Referring expression pointing data:
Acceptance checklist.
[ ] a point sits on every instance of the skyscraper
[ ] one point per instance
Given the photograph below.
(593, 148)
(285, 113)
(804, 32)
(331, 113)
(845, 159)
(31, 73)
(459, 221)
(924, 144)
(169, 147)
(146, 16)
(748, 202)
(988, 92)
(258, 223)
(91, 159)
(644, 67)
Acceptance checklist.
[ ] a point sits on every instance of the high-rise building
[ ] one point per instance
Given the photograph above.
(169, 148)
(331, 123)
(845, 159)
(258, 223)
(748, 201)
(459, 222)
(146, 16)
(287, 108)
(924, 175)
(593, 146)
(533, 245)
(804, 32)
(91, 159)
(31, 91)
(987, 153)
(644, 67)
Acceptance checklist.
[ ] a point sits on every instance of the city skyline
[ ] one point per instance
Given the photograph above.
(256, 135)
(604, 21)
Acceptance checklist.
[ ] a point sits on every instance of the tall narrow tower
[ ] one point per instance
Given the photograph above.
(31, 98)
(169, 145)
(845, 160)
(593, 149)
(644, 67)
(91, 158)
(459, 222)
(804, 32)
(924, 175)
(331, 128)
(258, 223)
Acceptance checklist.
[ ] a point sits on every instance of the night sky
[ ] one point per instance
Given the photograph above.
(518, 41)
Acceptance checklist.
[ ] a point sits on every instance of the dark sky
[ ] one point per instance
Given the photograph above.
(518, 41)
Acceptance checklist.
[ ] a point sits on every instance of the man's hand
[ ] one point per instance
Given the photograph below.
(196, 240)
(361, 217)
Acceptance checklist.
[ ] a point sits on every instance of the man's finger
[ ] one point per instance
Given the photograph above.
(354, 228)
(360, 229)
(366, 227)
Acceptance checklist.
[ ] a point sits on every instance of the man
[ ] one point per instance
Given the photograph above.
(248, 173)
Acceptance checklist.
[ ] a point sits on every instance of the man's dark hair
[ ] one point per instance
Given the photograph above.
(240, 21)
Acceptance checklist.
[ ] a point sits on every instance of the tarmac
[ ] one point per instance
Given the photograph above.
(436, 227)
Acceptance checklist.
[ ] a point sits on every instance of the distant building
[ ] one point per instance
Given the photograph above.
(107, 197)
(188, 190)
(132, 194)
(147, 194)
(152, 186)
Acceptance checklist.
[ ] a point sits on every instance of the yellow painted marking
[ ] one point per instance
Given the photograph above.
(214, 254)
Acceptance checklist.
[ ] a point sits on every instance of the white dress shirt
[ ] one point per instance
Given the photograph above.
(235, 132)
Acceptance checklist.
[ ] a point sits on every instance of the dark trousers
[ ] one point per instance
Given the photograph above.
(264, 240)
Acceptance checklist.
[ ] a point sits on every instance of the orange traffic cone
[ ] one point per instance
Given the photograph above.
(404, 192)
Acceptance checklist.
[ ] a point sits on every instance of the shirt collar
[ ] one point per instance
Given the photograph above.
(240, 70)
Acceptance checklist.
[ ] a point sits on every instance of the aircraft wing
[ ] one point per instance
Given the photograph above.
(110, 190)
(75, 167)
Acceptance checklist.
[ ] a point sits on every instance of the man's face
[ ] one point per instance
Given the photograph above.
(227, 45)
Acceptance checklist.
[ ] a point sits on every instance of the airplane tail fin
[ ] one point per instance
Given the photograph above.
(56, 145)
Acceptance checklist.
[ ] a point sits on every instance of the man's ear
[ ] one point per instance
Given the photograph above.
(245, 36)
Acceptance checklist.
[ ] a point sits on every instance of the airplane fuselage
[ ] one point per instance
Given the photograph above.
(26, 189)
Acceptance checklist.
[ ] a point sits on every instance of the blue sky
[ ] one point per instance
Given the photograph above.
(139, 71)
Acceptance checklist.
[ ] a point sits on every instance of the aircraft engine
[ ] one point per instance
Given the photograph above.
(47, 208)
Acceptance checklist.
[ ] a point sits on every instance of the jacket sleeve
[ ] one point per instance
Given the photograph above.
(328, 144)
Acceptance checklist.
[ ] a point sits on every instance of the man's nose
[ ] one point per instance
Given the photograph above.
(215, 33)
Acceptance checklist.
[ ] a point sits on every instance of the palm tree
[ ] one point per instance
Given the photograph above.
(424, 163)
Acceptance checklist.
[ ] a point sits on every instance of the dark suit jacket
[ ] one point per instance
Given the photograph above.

▸ Work task
Read through the records above and copy the lines that contain "jacket".

▸ Task output
[ ] a point sits on every instance of the jacket sleeve
[ ] a point sits on every instance of the dark suit jacket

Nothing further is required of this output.